We are very honest with the players and put great demands on them in training every day. Managing or coaching a group of young footballers comes with a responsibility to help every individual reach their potential.

The overarching objective is to develop players capable of thriving in senior football. Every player from our Under-23 group which won Premier League 2 in 2016-17 is earning a very good living from the game and Tom Davies and Jonjoe Kenny have 129 Everton appearances between them.

Dominic Calvert-Lewin joined our group in that season, too, and he is currently leading the line in the first-team.

Dominic Calvert-Lewin, EvertonGetty

Everton is committed to giving its own players a chance. I was 18 when I made my first-team debut at Tottenham Hotspur on a day when we had three homegrown players in a 12-man squad.

That faith in young footballers is woven into Everton’s fabric and last season we became only the second Premier League club to name an Academy graduate in 1,000 successive matchday squads.

I had the privilege of playing 350 matches for the Club and it was bred into me that if you represent Everton, you simply have to win. You’re not going to manage that in every single match you play, but it is imperative you always play with that ambition.

Our U23s respond to that expectation in exactly the manner you want from good professionals.

They are a mature group and continue to raise the bar in terms of performances. They listen and are dedicated to improving and making the best of themselves.

We try to give every player as much information as we can to make them as good as they can be. The likes of Chelsea, Arsenal, Manchester City and Liverpool, who are all in our league, invest a lot of money on U23 players, which further underlines the scale of our lads’ achievement.

SOURCE DATA:
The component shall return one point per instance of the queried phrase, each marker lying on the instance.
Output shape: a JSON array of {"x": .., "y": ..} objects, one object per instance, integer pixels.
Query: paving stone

WHAT YOU HAVE TO DO: According to the Everton academy text, how many Everton appearances do Tom Davies and Jonjoe Kenny have between them? The material has no connection to the text.

SOLUTION TO THIS TASK: 129